Study questions.
a - In the passage on the church and Scripture, what kind of authority does the church have to teach the Word?
b - Summarize the passage on the church and Scripture in two sentences.
c - Reproduce word for word the part of the passage on the church and Scripture that begins at the words "Faith alone in" and ends after the words "maturity in Christ.".

Document segment.
★ ★ ★ ★ ★ ★ ★
Faith alone in Christ alone according to the witness of Scripture alone draws a person into the church over which Jesus rules by his Word. The church is an interpretive community that exists not to make of Scripture what it will, but to be shaped by the Bible according to God's will. Her calling is to attend to what the Holy Spirit is saying in the Scriptures concerning what is in Christ for his people. If God is our Father, the church is our mother whose role is to nurture the faithful to maturity in Christ.
The Bible alone as God-breathed Scripture commands magisterial authority over the church, but the church as a holy nation and royal priesthood has ministerial authority to teach the Word. This involves thinking God's thoughts after him and talking God's talk after him. 'Faith alone' is not 'me and my Bible alone'. Rather it involves the community of those who have been justified by faith alone being summoned by the Spirit to "respond to the voice of the Triune God speaking in the Scriptures to present Christ." (p. 104).
It takes the whole of the people of God even to begin to grasp the meaning of the whole Word of God as it speaks to us of what is in Christ, Ephesians 3:18-19. The church as an interpretive community does well to read Holy Scripture in the context of the catholic church, with an awareness of the way in which the Spirit has led the people of God in their journey of faith seeking understanding over the centuries.
★ ★ ★ ★ ★ ★ ★
Data provided.
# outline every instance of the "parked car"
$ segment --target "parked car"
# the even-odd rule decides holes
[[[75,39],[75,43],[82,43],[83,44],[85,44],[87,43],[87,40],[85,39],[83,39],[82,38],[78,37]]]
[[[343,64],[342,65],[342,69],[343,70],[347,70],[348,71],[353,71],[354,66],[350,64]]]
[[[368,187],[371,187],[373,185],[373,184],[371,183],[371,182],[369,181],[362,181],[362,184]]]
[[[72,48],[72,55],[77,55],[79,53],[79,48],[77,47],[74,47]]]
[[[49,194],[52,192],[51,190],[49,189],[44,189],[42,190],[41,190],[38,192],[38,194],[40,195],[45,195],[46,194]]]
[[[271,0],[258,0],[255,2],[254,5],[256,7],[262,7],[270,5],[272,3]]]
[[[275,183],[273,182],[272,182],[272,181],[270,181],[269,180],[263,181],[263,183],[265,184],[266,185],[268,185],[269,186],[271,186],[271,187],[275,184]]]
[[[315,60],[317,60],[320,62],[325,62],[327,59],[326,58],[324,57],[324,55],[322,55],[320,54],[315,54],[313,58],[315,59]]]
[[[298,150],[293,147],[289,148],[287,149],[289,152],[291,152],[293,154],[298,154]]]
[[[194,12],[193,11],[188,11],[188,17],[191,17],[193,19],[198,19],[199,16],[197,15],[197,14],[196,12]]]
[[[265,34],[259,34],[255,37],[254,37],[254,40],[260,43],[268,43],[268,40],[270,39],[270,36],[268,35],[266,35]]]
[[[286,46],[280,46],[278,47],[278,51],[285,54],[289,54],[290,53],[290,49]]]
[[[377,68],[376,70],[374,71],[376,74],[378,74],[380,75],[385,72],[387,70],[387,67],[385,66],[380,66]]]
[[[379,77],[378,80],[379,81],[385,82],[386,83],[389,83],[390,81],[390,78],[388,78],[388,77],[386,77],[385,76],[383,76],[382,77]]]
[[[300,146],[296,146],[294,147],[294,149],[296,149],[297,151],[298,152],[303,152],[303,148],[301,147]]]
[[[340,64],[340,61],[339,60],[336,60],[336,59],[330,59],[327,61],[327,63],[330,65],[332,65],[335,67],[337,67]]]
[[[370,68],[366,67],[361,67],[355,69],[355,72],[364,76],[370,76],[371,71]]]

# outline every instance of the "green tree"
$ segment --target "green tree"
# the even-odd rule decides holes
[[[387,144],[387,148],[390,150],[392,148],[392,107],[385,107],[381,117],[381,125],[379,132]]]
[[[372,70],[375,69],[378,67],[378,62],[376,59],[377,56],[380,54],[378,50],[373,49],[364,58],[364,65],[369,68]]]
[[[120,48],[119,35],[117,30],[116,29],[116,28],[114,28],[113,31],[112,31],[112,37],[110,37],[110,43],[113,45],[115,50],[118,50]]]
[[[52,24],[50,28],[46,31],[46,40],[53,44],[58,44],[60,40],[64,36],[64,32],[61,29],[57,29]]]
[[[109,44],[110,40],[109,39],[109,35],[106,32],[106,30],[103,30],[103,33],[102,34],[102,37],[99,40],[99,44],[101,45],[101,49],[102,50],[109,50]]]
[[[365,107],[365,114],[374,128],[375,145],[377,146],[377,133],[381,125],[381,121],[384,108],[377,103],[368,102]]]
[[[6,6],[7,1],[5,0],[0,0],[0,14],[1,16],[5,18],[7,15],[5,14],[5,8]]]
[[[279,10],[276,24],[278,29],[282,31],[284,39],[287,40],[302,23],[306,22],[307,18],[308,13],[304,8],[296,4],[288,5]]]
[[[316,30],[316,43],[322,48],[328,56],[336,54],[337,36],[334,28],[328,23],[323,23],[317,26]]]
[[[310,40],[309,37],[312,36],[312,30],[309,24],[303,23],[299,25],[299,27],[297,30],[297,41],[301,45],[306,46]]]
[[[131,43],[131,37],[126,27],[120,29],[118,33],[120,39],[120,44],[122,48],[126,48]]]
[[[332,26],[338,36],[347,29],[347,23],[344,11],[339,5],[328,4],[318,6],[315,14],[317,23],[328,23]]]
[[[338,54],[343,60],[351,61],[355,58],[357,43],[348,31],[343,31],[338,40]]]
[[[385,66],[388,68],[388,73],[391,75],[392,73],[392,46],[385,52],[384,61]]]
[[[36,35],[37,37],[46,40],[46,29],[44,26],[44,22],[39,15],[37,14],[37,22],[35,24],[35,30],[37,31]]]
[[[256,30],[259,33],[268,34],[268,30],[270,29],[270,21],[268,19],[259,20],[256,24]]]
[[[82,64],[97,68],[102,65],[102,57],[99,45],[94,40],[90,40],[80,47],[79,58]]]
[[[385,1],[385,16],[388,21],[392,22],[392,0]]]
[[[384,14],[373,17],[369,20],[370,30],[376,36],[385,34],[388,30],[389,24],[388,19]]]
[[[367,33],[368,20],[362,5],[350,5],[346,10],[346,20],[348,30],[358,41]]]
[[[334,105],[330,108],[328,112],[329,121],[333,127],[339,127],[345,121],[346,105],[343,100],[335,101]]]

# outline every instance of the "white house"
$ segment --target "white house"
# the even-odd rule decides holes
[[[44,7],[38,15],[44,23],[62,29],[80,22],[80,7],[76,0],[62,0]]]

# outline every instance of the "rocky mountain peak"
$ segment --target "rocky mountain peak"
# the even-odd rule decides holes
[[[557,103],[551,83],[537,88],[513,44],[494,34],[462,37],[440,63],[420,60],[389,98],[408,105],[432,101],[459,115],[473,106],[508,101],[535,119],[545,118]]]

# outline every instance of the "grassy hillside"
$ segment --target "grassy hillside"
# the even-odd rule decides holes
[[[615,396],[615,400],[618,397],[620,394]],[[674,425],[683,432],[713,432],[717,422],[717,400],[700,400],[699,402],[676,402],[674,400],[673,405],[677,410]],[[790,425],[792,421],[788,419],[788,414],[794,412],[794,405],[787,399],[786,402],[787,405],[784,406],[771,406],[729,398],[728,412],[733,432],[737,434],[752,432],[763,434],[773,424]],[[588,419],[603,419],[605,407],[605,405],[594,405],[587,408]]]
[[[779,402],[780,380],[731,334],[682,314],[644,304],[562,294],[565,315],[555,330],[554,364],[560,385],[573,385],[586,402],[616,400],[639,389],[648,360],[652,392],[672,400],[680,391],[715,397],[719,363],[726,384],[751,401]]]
★ ★ ★ ★ ★ ★ ★
Results for each task.
a - Ministerial authority.

b - The Bible alone has magisterial authority over the church, while the church has ministerial authority to teach the Word and exists to be shaped by Scripture according to God's will. "Faith alone" is not "me and my Bible alone," since it takes the whole people of God to grasp the whole Word, read with awareness of how the Spirit has led the church over the centuries.

c -
Faith alone in Christ alone according to the witness of Scripture alone draws a person into the church over which Jesus rules by his Word. The church is an interpretive community that exists not to make of Scripture what it will, but to be shaped by the Bible according to God's will. Her calling is to attend to what the Holy Spirit is saying in the Scriptures concerning what is in Christ for his people. If God is our Father, the church is our mother whose role is to nurture the faithful to maturity in Christ.